## BEGIN
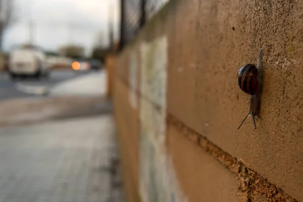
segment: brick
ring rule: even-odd
[[[115,117],[126,197],[127,201],[138,201],[138,110],[130,106],[129,89],[125,83],[116,78],[115,88]]]
[[[239,201],[234,175],[196,143],[168,126],[167,147],[189,201]]]

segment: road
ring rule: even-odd
[[[32,95],[18,90],[16,86],[20,84],[26,86],[50,87],[60,82],[83,75],[82,73],[76,73],[70,70],[54,70],[48,78],[43,78],[39,80],[27,78],[12,81],[7,74],[2,73],[0,74],[0,99],[32,97]]]

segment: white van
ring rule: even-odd
[[[46,75],[49,65],[44,53],[38,49],[21,48],[11,54],[9,61],[9,72],[11,78],[28,75],[40,77]]]

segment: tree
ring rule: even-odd
[[[72,58],[82,58],[84,55],[84,48],[77,45],[67,45],[61,47],[60,55]]]
[[[2,49],[3,35],[16,19],[13,15],[14,0],[0,0],[0,49]]]

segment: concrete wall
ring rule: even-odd
[[[303,2],[190,2],[171,0],[117,59],[128,201],[303,201]],[[261,118],[238,130],[237,70],[261,48]]]

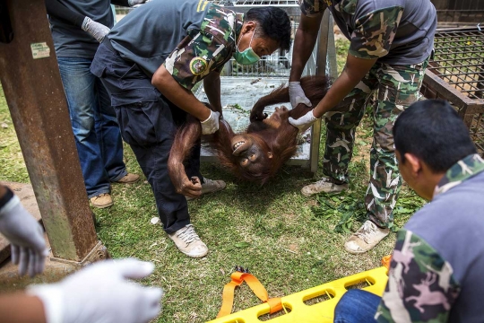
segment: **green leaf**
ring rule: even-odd
[[[235,246],[237,248],[247,248],[248,246],[250,246],[250,243],[248,242],[238,242],[235,244]]]

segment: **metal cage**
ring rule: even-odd
[[[484,31],[437,31],[421,92],[450,101],[484,153]]]

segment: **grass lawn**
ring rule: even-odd
[[[347,47],[348,43],[338,40],[337,45]],[[344,64],[346,50],[339,50],[341,53]],[[340,68],[341,62],[340,58]],[[0,125],[0,180],[29,182],[1,89]],[[99,239],[114,258],[135,257],[156,264],[155,273],[143,284],[161,286],[166,292],[159,322],[214,319],[222,287],[236,265],[249,267],[272,297],[376,267],[382,257],[391,253],[394,233],[361,256],[343,249],[344,240],[351,230],[359,227],[361,214],[365,214],[363,197],[369,176],[371,140],[371,123],[366,116],[357,132],[350,189],[335,196],[304,197],[301,188],[314,179],[297,167],[284,167],[275,179],[260,187],[242,182],[217,165],[203,164],[205,177],[227,182],[225,190],[189,202],[192,223],[210,249],[204,258],[184,256],[160,225],[151,224],[157,213],[144,178],[131,186],[113,185],[115,205],[93,209]],[[323,137],[321,154],[324,143]],[[129,171],[142,174],[133,152],[125,148]],[[403,187],[395,224],[402,226],[422,204],[422,199]],[[341,232],[334,230],[338,223]],[[246,285],[237,291],[235,310],[259,303]]]

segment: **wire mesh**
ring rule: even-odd
[[[428,71],[458,91],[461,102],[457,105],[461,108],[462,102],[466,102],[464,105],[470,102],[482,104],[484,99],[484,31],[469,29],[440,31],[436,34],[434,44],[436,53],[429,63]],[[445,95],[442,97],[446,98]],[[463,117],[465,118],[465,116]],[[482,154],[484,153],[482,109],[468,119],[470,119],[468,126],[471,135]]]
[[[432,0],[439,24],[484,22],[484,0]]]
[[[428,70],[471,99],[484,97],[484,31],[438,32]]]

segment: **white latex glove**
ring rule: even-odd
[[[29,286],[44,304],[47,323],[142,323],[161,310],[160,288],[128,279],[146,277],[154,265],[134,258],[90,265],[56,284]]]
[[[219,130],[219,118],[220,112],[213,112],[210,110],[210,117],[206,120],[200,121],[202,124],[202,135],[213,134]]]
[[[313,115],[312,109],[298,119],[295,119],[290,117],[289,118],[290,124],[299,129],[300,133],[303,133],[306,130],[309,129],[309,127],[315,122],[315,120],[317,120],[317,118]]]
[[[141,4],[149,2],[150,0],[128,0],[128,4],[130,7],[137,8]]]
[[[19,274],[30,276],[44,271],[48,251],[44,231],[32,215],[13,196],[0,210],[0,232],[11,243],[12,262],[19,265]]]
[[[289,90],[290,90],[290,105],[292,106],[292,109],[296,108],[298,104],[299,103],[304,103],[308,107],[313,106],[309,99],[306,97],[306,94],[304,93],[304,90],[301,87],[300,82],[290,82]]]
[[[84,18],[82,28],[82,31],[94,37],[99,42],[101,42],[104,39],[104,37],[110,31],[109,28],[106,27],[102,23],[94,22],[89,17]]]

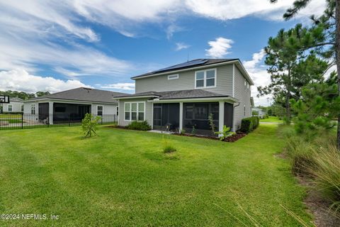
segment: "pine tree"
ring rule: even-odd
[[[269,0],[276,3],[278,0]],[[296,0],[283,14],[285,20],[293,18],[311,0]],[[329,67],[336,65],[338,96],[340,95],[340,1],[326,0],[327,9],[319,18],[312,16],[314,26],[310,29],[301,50],[314,50],[331,60]],[[326,50],[325,50],[326,49]],[[340,113],[338,113],[337,148],[340,150]]]

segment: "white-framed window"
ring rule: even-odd
[[[195,72],[195,88],[216,87],[216,69],[196,71]]]
[[[97,115],[102,116],[103,110],[104,107],[103,106],[97,106]]]
[[[30,114],[35,114],[35,104],[30,105]]]
[[[145,102],[124,103],[124,120],[128,121],[145,121]]]
[[[178,79],[179,75],[178,74],[174,74],[172,75],[169,75],[168,76],[168,79]]]

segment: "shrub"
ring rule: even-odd
[[[321,147],[314,153],[314,165],[310,172],[314,176],[316,187],[325,199],[332,203],[331,207],[340,209],[340,152],[335,145]]]
[[[164,148],[163,148],[163,152],[164,153],[171,153],[175,152],[175,151],[176,151],[176,148],[174,148],[171,145],[168,145],[166,146],[164,146]]]
[[[251,116],[243,118],[241,122],[240,131],[245,133],[249,133],[259,126],[260,118],[258,116]]]
[[[149,131],[151,130],[151,126],[149,125],[147,121],[132,121],[127,126],[128,129],[140,130],[140,131]]]
[[[287,139],[285,150],[290,160],[292,172],[295,175],[308,175],[309,169],[314,165],[312,145],[294,136]]]
[[[97,128],[98,121],[100,119],[100,117],[94,117],[91,114],[85,114],[85,117],[81,121],[81,128],[83,129],[85,137],[91,137],[92,134],[96,135],[96,130]]]
[[[209,126],[210,126],[211,131],[212,132],[212,134],[214,134],[215,128],[216,127],[214,123],[214,115],[212,114],[209,114],[208,120],[209,121]]]
[[[226,138],[235,135],[236,133],[230,131],[230,127],[227,127],[223,126],[223,130],[222,132],[215,132],[215,134],[220,135],[220,140],[222,141],[225,140]]]
[[[171,153],[175,152],[176,150],[176,148],[170,144],[169,140],[167,138],[164,138],[163,135],[163,152],[164,153]]]

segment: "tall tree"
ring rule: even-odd
[[[276,3],[278,0],[269,0]],[[296,0],[291,8],[283,14],[283,18],[289,20],[293,18],[300,10],[306,7],[312,0]],[[302,47],[304,50],[315,49],[320,51],[324,57],[334,57],[329,66],[336,65],[338,96],[340,95],[340,1],[325,0],[327,9],[322,16],[319,18],[312,16],[315,26],[310,29],[309,34],[310,43],[306,43]],[[320,33],[319,31],[322,31]],[[321,36],[317,36],[317,35]],[[322,49],[326,48],[324,51]],[[338,114],[337,148],[340,150],[340,113]]]
[[[294,96],[293,84],[300,82],[296,73],[298,59],[300,57],[297,46],[300,46],[300,37],[306,32],[302,26],[285,31],[280,30],[276,37],[271,37],[265,48],[266,53],[265,63],[268,65],[268,72],[271,74],[271,84],[266,87],[259,87],[259,95],[272,94],[277,104],[285,108],[285,121],[290,121],[290,99]]]

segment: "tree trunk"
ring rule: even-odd
[[[340,1],[340,0],[339,0]],[[285,116],[286,116],[286,123],[290,124],[290,87],[292,85],[292,79],[290,76],[291,70],[290,67],[288,68],[288,84],[287,86],[287,93],[285,94]]]
[[[336,70],[338,73],[338,95],[340,95],[340,0],[336,0],[336,36],[335,36],[335,57],[336,61]],[[338,116],[338,131],[336,138],[336,147],[340,150],[340,113]]]

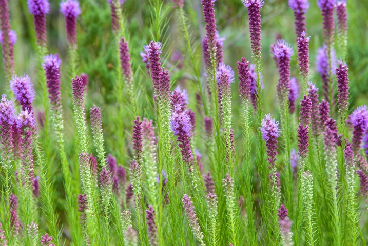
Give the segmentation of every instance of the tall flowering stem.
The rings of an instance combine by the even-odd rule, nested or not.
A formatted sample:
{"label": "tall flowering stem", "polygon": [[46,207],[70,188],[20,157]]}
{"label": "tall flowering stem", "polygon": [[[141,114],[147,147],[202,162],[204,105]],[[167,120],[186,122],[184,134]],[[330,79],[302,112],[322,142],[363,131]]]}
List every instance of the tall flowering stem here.
{"label": "tall flowering stem", "polygon": [[336,3],[337,16],[337,33],[339,49],[341,50],[342,59],[345,59],[347,46],[347,13],[346,0],[339,0]]}
{"label": "tall flowering stem", "polygon": [[305,27],[305,12],[309,8],[308,0],[289,0],[289,7],[294,13],[295,34],[297,38],[300,37],[303,32],[306,31]]}
{"label": "tall flowering stem", "polygon": [[5,80],[10,80],[14,74],[14,55],[13,46],[16,40],[16,35],[10,30],[9,7],[7,0],[0,1],[0,43],[3,51],[3,61],[5,71]]}
{"label": "tall flowering stem", "polygon": [[13,171],[13,126],[14,124],[15,110],[12,101],[8,100],[5,95],[2,95],[0,101],[0,144],[1,144],[1,166],[5,177],[4,189],[5,198],[5,213],[6,220],[2,221],[4,225],[4,234],[9,245],[14,243],[12,227],[11,223],[10,195],[11,193],[11,173]]}

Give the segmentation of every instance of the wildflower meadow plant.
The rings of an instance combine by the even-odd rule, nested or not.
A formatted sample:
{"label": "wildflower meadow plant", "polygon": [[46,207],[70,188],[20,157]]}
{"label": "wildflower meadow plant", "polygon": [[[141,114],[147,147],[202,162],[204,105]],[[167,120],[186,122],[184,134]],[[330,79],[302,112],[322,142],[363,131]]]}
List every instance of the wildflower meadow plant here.
{"label": "wildflower meadow plant", "polygon": [[236,2],[0,0],[0,245],[366,244],[368,12]]}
## END
SET TASK
Starting with the line that contains "Give the segmentation of every instance of the tall", repeat each line through the last one exactly as it appears. Include both ends and nothing more.

SOLUTION TO THE PROBLEM
Give the segmentation of every instance of the tall flowering stem.
The rings of an instance combine by the even-odd rule, nested or not.
A formatted sample:
{"label": "tall flowering stem", "polygon": [[46,207],[70,188],[20,157]]}
{"label": "tall flowering stem", "polygon": [[[141,114],[147,147],[202,162],[204,105]],[[167,120],[186,122],[184,134]],[[330,79],[302,112],[322,142],[363,131]]]}
List every instance of the tall flowering stem here.
{"label": "tall flowering stem", "polygon": [[336,3],[337,16],[337,33],[339,49],[341,50],[342,59],[345,59],[347,46],[347,13],[346,0],[339,0]]}
{"label": "tall flowering stem", "polygon": [[305,27],[305,12],[309,8],[308,0],[289,0],[289,7],[294,13],[295,34],[297,38],[300,37],[303,32],[306,31]]}
{"label": "tall flowering stem", "polygon": [[5,80],[10,80],[14,74],[14,55],[13,46],[16,40],[16,35],[10,30],[9,7],[7,0],[0,1],[0,43],[3,51],[3,61],[5,71]]}
{"label": "tall flowering stem", "polygon": [[13,171],[13,126],[14,124],[15,110],[12,101],[8,100],[5,95],[2,95],[0,101],[0,144],[1,144],[1,166],[5,177],[4,189],[5,198],[5,213],[6,220],[2,221],[4,225],[4,234],[9,245],[14,243],[12,227],[11,223],[10,195],[11,193],[11,173]]}

Give the segmentation of every instance of the wildflower meadow plant.
The rings of an instance combine by the even-odd rule, nested or not.
A formatted sample:
{"label": "wildflower meadow plant", "polygon": [[46,207],[70,188],[20,157]]}
{"label": "wildflower meadow plant", "polygon": [[[141,114],[147,147],[202,162],[204,105]],[[167,120],[186,122],[184,134]],[[330,79],[302,112],[322,142],[363,131]]]}
List every instance of the wildflower meadow plant here.
{"label": "wildflower meadow plant", "polygon": [[236,2],[0,0],[0,245],[366,244],[368,12]]}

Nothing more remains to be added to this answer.